++++ AUSGANGSTEXT

Hilfe für Mieter angeboten

«Die Kündigung hat mit dem Mieter selbst überhaupt nichts zu tun», betont Pezzatti. Man habe den Mieter vorab persönlich über die Kündigung informiert und ihm auch Unterstützung bei der Wohnungssuche angeboten.

Reaktionen teils grenzwertig

Von den Reaktionen sei Pezzatti völlig überrascht worden. Die Nachrichten, welche ihn in der Zwischenzeit erreicht hätten, seien teilweise grenzwertig. Auch dass die Social-Media-User und sogar einige Medien das Kündigungsschreiben mitsamt allen Personenangaben publiziert haben, irritiert den Gemeindepräsidenten sehr.

SVP fordert zusätzliche Massnahmen

Die SVP Bezirk Hinwil hat auf die Situation prompt reagiert und sieht die Schuld bei einer gescheiterten Asylpolitik des Bundes. Gleichzeitig nimmt sie die Gemeindebehörden in Schutz: «Dieser aktuelle Fall in der Gemeinde Seegräben zeigt das Scheitern der Schweizer Asylpolitik exemplarisch auf und lässt es Mitgliedern von Gemeindebehörden ausbaden. Im konkreten Fall sah der Gemeinderat keine andere Möglichkeit als die Kündigung der bisherigen Mieterschaft.»

Die SVP Bezirk Hinwil lehne jegliche Bevorzugung von Flüchtlingen gegenüber der eingesessenen Bevölkerung ab. Hier seien zuerst alle anderen Möglichkeiten auszuschöpfen, bevor Steuerzahlenden die Wohnung gekündigt werde.

«Der Bund hat bisher versagt und lässt überproportional viele Flüchtlinge ins Land, welche zusammen mit der regulären Zuwanderung den höchsten Ausländeranteil in ganz Europa zur Folge hat.» Daher fordere die SVP ein strengeres Zuwanderungsregime an der Grenze und eine konsequente Rückweisung von Flüchtlingen an jene Staaten, durch welche die Einreise in den Schengenraum stattfand.

Die Bezirkspartei fordert vom Bund zusätzliche Massnahmen, um den Zustrom von Flüchtlingen zu bremsen. Vom Kanton fordert sie konkrete Massnahmen, welche die Unterbringung in Provisorien ermöglichen sollen. «Die SVP ermutigt die Gemeindebehörden, zu den unhaltbaren Zuständen in den Gemeinden nicht mehr zu schweigen und ihre Forderungen an Kanton und Bund deutlich zu postulieren.»

++++++++
++++ DATENEINTRÄGE

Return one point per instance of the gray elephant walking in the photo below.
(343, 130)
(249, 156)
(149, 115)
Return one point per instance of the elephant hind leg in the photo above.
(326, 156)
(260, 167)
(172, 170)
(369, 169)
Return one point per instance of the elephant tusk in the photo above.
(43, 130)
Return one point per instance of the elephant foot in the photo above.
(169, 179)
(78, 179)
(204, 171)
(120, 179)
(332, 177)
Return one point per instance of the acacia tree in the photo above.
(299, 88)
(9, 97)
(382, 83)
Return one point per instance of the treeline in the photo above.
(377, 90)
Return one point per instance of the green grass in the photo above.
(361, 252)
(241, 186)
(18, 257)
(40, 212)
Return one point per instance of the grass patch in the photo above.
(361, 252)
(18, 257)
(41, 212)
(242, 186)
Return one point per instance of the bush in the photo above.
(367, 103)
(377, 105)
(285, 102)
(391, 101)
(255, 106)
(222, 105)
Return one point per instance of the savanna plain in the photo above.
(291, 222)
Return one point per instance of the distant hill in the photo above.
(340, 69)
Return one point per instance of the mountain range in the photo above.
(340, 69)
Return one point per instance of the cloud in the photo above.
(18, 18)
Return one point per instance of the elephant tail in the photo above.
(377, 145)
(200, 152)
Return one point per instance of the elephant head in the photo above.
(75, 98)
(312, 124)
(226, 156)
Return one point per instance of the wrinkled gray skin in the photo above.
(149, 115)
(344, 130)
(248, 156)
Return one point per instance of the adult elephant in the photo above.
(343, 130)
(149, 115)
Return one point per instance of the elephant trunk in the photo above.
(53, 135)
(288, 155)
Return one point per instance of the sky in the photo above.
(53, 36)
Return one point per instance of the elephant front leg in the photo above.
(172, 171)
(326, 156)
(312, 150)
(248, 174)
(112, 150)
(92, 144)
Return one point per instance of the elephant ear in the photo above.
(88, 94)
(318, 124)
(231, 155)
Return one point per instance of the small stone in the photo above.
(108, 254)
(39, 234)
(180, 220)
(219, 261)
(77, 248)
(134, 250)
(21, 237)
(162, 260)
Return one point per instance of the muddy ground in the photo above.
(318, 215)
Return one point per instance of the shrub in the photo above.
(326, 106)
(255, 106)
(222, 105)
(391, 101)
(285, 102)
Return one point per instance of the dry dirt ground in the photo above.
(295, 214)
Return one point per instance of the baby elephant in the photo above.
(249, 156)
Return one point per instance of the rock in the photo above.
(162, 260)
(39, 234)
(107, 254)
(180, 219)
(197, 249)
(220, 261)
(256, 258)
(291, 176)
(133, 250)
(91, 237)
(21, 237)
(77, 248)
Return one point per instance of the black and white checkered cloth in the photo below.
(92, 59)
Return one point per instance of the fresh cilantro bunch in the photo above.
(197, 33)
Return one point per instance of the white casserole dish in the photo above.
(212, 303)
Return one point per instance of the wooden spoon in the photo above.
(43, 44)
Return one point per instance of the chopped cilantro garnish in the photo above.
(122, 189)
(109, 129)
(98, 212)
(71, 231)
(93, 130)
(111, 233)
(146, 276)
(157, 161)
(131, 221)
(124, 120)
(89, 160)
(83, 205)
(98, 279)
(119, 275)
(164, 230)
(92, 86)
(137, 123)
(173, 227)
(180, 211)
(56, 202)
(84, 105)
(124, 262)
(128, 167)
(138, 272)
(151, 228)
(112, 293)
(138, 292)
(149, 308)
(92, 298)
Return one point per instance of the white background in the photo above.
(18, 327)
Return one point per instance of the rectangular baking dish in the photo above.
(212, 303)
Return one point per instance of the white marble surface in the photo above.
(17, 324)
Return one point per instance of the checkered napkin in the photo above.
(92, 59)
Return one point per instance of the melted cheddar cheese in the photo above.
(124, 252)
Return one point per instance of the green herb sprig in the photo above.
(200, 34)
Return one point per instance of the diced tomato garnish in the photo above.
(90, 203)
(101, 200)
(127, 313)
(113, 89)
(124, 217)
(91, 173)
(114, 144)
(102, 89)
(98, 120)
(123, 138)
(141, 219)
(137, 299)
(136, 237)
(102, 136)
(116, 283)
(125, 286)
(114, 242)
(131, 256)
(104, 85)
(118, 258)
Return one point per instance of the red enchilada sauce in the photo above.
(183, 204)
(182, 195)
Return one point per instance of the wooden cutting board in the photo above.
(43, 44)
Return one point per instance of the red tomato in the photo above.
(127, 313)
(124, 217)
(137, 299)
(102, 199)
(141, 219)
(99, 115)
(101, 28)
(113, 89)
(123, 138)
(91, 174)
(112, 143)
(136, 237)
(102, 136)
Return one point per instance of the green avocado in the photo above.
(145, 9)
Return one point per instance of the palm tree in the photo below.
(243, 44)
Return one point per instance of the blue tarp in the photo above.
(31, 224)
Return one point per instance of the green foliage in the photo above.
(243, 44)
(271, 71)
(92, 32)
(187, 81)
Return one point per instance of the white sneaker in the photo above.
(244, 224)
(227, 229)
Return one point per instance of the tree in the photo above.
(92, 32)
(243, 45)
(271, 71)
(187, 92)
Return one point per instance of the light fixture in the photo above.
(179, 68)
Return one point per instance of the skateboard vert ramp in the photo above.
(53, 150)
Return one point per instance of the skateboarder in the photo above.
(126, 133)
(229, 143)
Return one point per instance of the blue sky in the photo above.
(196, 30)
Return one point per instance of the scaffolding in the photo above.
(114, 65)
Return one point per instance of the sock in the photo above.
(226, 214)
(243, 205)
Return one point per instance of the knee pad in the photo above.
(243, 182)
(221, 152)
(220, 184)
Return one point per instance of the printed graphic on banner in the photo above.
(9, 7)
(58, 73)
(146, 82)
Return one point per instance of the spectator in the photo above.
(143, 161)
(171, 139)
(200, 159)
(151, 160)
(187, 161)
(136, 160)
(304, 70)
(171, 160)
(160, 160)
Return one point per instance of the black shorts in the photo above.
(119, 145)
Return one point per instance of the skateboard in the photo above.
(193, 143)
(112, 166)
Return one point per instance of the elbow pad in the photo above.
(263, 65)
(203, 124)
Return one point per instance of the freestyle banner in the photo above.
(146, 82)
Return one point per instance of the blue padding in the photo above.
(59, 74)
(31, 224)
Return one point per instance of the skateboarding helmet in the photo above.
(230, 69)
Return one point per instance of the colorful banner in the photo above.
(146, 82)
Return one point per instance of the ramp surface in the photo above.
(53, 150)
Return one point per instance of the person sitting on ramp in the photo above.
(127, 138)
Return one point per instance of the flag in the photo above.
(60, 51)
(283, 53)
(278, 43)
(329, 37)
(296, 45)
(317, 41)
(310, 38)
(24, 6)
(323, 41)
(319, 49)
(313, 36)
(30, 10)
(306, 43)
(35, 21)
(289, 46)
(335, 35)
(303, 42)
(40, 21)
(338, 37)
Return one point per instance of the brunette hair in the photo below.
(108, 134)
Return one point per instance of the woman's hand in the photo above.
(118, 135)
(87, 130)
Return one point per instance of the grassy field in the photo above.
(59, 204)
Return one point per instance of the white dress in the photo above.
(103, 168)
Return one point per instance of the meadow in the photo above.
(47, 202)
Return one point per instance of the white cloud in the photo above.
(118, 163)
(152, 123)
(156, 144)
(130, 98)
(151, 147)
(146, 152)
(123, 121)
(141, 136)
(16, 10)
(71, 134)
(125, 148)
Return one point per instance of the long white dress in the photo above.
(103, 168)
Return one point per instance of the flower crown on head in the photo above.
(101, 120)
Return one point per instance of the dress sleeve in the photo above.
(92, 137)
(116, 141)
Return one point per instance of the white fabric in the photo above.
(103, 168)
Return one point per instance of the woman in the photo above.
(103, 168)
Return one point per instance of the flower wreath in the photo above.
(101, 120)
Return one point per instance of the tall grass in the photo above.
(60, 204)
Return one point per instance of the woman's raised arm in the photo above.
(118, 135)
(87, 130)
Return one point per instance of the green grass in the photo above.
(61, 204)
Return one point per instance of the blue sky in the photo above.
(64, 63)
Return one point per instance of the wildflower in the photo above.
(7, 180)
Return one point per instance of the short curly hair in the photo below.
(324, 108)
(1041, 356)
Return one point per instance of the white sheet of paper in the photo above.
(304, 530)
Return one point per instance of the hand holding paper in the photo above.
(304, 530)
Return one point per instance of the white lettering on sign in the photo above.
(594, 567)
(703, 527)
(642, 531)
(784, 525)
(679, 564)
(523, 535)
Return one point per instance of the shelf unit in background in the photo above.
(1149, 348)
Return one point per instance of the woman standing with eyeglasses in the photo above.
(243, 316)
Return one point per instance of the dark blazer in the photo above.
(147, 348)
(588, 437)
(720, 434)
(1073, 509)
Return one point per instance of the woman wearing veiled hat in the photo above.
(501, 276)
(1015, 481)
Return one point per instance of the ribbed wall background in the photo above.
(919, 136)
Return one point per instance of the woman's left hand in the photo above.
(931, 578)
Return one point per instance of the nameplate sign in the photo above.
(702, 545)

++++++++

DEINE AUFGABE:
Schreib aus dem Ausgangstext die Stelle ab, beginnend mit „Reaktionen teils grenzwertig“ und weiter bis einschließlich „den Gemeindepräsidenten sehr.“. Die Daten sind eigenständiges Material und gehören nicht zum Ausgangstext.

ANTWORT:
Reaktionen teils grenzwertig

Von den Reaktionen sei Pezzatti völlig überrascht worden. Die Nachrichten, welche ihn in der Zwischenzeit erreicht hätten, seien teilweise grenzwertig. Auch dass die Social-Media-User und sogar einige Medien das Kündigungsschreiben mitsamt allen Personenangaben publiziert haben, irritiert den Gemeindepräsidenten sehr.